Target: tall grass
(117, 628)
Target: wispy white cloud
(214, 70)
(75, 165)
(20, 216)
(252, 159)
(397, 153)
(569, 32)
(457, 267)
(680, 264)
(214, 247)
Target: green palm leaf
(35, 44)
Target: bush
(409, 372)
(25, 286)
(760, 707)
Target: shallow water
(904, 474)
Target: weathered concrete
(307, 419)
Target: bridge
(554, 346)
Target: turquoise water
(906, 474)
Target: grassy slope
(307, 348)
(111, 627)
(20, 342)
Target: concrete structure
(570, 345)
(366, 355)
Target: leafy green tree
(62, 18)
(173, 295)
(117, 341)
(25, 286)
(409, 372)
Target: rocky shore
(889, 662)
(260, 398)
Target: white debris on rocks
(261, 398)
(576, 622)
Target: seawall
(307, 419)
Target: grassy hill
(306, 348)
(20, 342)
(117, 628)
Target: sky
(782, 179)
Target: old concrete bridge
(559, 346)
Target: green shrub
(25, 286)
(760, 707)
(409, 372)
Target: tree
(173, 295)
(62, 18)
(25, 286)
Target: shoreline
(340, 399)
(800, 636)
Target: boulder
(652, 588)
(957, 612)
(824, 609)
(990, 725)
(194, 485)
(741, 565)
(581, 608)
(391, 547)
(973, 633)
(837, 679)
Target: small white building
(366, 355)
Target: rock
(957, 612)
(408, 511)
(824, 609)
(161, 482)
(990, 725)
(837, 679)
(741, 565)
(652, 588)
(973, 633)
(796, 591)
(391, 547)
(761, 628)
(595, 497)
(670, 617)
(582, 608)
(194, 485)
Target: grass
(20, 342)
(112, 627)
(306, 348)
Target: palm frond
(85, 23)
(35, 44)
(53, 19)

Aim of the exercise.
Each record shown above is to be given again exactly.

Result for this task.
Target: tall grass
(117, 628)
Target: wispy white cloud
(214, 70)
(75, 165)
(20, 216)
(252, 159)
(397, 153)
(569, 32)
(457, 267)
(680, 264)
(214, 247)
Target: green palm leaf
(35, 44)
Target: bush
(409, 372)
(25, 286)
(760, 707)
Target: shallow water
(904, 474)
Target: weathered concrete
(307, 419)
Target: bridge
(554, 346)
Target: turquoise water
(906, 474)
Target: grassy slope
(307, 348)
(111, 627)
(20, 342)
Target: concrete structure
(570, 345)
(366, 355)
Target: leafy green tree
(62, 18)
(173, 295)
(117, 341)
(25, 286)
(409, 372)
Target: rocky shore
(889, 662)
(260, 398)
Target: white debris on rocks
(261, 398)
(576, 622)
Target: seawall
(307, 419)
Target: grassy hill
(306, 348)
(20, 342)
(117, 628)
Target: sky
(782, 179)
Target: old concrete bridge
(559, 346)
Target: green shrub
(25, 286)
(760, 707)
(409, 372)
Target: tree
(173, 295)
(62, 18)
(25, 286)
Target: shoreline
(340, 399)
(800, 636)
Target: boulder
(652, 588)
(957, 612)
(824, 609)
(990, 725)
(194, 485)
(741, 565)
(581, 608)
(391, 547)
(973, 633)
(837, 679)
Target: small white building
(366, 355)
Target: rock
(957, 612)
(408, 511)
(824, 609)
(161, 482)
(990, 725)
(837, 679)
(741, 565)
(652, 588)
(973, 633)
(796, 591)
(391, 547)
(761, 628)
(595, 497)
(670, 617)
(582, 608)
(194, 485)
Target: grass
(20, 342)
(112, 627)
(306, 348)
Target: palm frond
(85, 23)
(35, 44)
(53, 19)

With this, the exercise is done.